TASKS TO CARRY OUT:
[1] Translate this sentence from the treemap post into Spanish: "States with less than 500 cases of a certain disease have been excluded to preserve the clarity of the visualisation."
[2] In the treemap post, which algorithm is named for building the treemap?
[3] Continue the treemap post, starting after its last line.

PASSAGE TO READ:

Treemap hierarchy and how to deal with small leaf size


#1

Visual Design Type: Tree Map
Name of Tool: Tableau
Country: USA
Diseases: Hepatitis A, Mumps, Pertussis, Polio, Rubella, Smallpox
Years: 1928 - 2011
DOI: https://doi.org/10.24097/wolfram.11959.data
Visual Mappings:

  • Colour – Disease,
  • Colour Intensity – Average number of incidences per 100k people,
  • Leafe node size – Number of cases in a given state
  • Internal node size – Number of cases of a given disease
  • Labels – Disease name, State Abbreviation

Hierarchy: Country (USA) > Disease > State

Unique observation:
Contrary to what one might expect, the total number of disease cases doesn’t appear to be correlated with the number of occurrences per 100.000 people. This might be worth a further investigation as I have yet to find the explanation.

Data preparation: States with less than 500 cases of a certain disease have been excluded to preserve the clarity of the visualisation.

Algorithm: Squarified treemap algorithm

Resources used:
D. M. Bruls, C. Huizing, J. J. van Wijk, "Squarified treemaps.", In Joint Eurographics and IEEE TCVG Symposium on Visualiz
ation
, pp. 33-42, 1999.
https://datavizcatalogue.com/methods/treemap.html

Questions:
Is the hierarchy of my treemap correct?

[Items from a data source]
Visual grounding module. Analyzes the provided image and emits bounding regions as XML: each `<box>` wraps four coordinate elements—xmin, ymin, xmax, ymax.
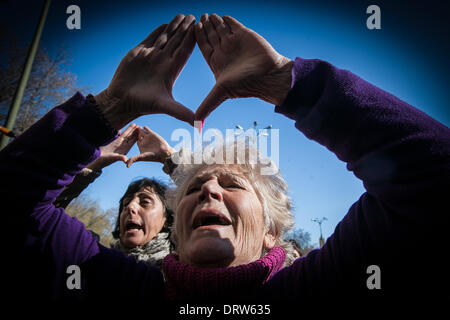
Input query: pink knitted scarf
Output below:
<box><xmin>163</xmin><ymin>247</ymin><xmax>286</xmax><ymax>300</ymax></box>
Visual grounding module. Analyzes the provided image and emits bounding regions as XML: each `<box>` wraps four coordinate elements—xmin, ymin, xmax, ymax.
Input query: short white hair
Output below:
<box><xmin>166</xmin><ymin>140</ymin><xmax>295</xmax><ymax>265</ymax></box>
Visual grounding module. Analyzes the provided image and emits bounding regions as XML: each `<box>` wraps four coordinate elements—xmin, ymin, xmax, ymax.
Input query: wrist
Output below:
<box><xmin>86</xmin><ymin>158</ymin><xmax>106</xmax><ymax>172</ymax></box>
<box><xmin>94</xmin><ymin>89</ymin><xmax>137</xmax><ymax>130</ymax></box>
<box><xmin>260</xmin><ymin>57</ymin><xmax>294</xmax><ymax>106</ymax></box>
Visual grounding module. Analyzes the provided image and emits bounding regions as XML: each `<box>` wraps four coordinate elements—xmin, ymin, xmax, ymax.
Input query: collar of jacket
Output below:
<box><xmin>163</xmin><ymin>247</ymin><xmax>286</xmax><ymax>301</ymax></box>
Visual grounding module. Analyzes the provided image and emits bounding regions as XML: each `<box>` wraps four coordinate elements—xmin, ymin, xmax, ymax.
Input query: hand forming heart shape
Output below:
<box><xmin>95</xmin><ymin>14</ymin><xmax>293</xmax><ymax>129</ymax></box>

EXPECTED RESPONSES:
[1] Los estados con menos de 500 casos de una determinada enfermedad se han excluido para preservar la claridad de la visualización.

[2] The squarified treemap algorithm.

[3]
How should I deal with the nodes too small to include a label on them?
Is filtering out the small part of the dataset as I did, in this case, a good approach? (Filtered out stated with less then 100 cases of a given disease)


#2

Hello klosowski,

The hierarchy looks correct to me.The way you’ve approached the matter of dealing with small leaf size can be a good and a bad thing depending on the data you’re using.
In some cases filtering out parts of data can lead to misleading results and distorted representations.
In your case it doesn’t appear to have a negative effect on the visualisation and I can imagine, it improved the clarity of the image a lot.
Sometimes it will not be possible to label every leaf and that’s ok, it’s how treemaps work when converted to static image and it’s why they’re better as an interactive visualisation. When you’re modifying the data for the purpose of visualising it, remember to always mention the alterations you’ve made.